▶ _EXERCISE INSTRUCTIONS_
Reproduce only this part of the listing: the line with "the light fixture", plus every line after it through the last.

Dataset rows:

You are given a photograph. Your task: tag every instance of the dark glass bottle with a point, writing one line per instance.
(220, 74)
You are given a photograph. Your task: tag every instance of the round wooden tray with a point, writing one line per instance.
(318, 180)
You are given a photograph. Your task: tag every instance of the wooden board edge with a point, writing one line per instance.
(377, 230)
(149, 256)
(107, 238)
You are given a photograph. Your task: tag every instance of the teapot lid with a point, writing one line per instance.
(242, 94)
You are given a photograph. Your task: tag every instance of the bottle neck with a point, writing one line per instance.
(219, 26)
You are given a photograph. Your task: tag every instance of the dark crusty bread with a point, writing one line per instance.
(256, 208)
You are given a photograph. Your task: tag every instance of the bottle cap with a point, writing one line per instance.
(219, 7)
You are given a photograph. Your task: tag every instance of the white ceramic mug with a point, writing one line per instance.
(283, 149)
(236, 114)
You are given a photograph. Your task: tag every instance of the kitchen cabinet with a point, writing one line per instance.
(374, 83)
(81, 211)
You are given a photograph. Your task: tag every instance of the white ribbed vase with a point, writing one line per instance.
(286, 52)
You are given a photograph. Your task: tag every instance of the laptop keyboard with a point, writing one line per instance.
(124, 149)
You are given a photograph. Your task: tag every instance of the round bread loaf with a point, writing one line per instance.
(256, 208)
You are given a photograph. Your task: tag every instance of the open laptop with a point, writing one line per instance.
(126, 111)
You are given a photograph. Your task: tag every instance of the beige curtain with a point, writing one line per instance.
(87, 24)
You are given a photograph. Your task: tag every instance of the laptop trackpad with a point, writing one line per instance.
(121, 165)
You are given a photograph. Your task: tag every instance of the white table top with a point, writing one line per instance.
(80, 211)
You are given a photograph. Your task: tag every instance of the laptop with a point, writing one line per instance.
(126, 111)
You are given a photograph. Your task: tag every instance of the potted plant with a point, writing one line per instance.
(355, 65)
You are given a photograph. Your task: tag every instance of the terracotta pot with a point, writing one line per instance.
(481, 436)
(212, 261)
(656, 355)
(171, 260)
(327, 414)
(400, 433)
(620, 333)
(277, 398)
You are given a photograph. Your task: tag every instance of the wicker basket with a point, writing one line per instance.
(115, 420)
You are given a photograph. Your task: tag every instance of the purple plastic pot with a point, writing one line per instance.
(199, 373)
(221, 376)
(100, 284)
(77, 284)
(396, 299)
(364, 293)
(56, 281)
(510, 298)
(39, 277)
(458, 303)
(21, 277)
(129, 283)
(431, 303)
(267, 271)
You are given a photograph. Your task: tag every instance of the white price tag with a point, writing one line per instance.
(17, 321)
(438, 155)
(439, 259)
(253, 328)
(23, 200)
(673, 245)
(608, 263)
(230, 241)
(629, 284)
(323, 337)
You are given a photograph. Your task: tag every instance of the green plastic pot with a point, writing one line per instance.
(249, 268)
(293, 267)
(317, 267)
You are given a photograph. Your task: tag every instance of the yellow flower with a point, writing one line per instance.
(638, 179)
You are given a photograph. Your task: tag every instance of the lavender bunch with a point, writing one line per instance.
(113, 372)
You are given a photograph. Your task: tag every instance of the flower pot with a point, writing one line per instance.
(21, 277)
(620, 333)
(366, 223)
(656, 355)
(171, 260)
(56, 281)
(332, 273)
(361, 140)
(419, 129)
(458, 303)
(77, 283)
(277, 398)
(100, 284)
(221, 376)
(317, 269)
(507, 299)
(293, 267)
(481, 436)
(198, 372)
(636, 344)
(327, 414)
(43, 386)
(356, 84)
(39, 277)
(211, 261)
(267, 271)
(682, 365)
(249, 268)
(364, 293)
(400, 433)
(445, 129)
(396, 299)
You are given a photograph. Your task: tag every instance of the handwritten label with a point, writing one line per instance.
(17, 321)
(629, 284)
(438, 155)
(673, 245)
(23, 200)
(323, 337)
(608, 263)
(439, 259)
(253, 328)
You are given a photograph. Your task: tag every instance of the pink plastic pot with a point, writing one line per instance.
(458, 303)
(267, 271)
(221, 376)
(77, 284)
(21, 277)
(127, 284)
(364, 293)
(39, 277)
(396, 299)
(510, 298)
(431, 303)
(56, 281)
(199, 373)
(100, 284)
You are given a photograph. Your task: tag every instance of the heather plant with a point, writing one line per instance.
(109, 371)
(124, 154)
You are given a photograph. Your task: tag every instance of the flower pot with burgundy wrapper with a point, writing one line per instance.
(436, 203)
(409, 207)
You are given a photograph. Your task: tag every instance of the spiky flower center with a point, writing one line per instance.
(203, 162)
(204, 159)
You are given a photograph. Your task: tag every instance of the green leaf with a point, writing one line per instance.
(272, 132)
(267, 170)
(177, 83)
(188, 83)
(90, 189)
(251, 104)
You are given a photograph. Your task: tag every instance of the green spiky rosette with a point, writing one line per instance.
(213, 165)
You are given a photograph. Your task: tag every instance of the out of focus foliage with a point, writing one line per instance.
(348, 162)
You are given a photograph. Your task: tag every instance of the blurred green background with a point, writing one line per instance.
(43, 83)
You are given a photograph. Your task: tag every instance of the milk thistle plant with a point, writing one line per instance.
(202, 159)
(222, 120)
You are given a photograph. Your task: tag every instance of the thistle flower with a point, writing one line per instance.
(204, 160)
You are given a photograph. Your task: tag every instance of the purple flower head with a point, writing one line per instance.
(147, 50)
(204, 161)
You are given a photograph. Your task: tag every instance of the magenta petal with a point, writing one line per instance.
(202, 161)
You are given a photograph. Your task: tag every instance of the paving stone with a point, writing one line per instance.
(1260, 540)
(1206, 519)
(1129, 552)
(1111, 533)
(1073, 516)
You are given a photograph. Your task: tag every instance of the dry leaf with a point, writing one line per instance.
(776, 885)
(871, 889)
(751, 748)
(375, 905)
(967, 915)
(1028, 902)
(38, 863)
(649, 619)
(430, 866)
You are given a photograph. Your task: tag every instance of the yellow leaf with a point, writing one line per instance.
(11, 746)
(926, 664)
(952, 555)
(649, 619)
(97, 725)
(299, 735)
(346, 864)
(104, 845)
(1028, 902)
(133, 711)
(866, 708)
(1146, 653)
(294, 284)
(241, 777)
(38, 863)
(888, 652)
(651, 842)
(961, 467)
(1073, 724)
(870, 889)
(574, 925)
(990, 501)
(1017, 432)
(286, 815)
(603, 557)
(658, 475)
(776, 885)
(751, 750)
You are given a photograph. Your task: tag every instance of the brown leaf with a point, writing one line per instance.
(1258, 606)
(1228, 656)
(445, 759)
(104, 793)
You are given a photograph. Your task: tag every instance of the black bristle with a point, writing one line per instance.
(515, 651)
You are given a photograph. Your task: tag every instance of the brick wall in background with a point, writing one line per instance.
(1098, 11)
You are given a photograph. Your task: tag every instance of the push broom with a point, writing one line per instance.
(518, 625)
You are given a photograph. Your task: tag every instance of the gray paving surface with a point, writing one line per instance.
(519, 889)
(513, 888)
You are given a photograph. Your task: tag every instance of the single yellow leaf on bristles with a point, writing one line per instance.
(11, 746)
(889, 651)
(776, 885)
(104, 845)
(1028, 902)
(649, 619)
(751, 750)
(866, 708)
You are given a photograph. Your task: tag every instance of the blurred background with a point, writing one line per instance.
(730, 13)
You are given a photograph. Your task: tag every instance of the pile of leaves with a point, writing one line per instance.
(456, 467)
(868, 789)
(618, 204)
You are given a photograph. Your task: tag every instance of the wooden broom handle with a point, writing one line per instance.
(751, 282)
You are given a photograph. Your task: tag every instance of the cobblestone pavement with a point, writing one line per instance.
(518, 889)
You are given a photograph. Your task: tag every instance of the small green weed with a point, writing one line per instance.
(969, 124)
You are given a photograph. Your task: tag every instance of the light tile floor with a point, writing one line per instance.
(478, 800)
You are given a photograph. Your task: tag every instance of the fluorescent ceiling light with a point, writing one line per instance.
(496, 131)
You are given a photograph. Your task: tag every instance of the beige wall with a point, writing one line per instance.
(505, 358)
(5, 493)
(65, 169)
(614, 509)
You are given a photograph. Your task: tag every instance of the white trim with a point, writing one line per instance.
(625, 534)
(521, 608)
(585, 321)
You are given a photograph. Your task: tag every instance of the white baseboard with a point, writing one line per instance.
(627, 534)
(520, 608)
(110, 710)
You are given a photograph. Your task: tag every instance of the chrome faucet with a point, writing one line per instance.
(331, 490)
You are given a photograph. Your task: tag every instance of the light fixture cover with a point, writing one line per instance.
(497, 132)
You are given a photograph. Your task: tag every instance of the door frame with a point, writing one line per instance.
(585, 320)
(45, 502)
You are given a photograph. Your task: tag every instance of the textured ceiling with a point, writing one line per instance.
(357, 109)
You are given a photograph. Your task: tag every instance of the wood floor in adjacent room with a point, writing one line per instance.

▶ _WRITTEN ANSWER_
You are given a photograph. Your task: tag every instance of the light fixture cover with a point, writing one line per instance.
(497, 132)
You are given a photograph. Your task: tag every instance of the door frame with a point, writing one line per instance.
(585, 320)
(45, 502)
You are given a photograph. Your task: tag every instance of the textured ceiling with a point, writing one line per instance.
(357, 109)
You are given a photograph. Your task: tag every instance of the wood floor in adjacent room with a point, writing one line per instance.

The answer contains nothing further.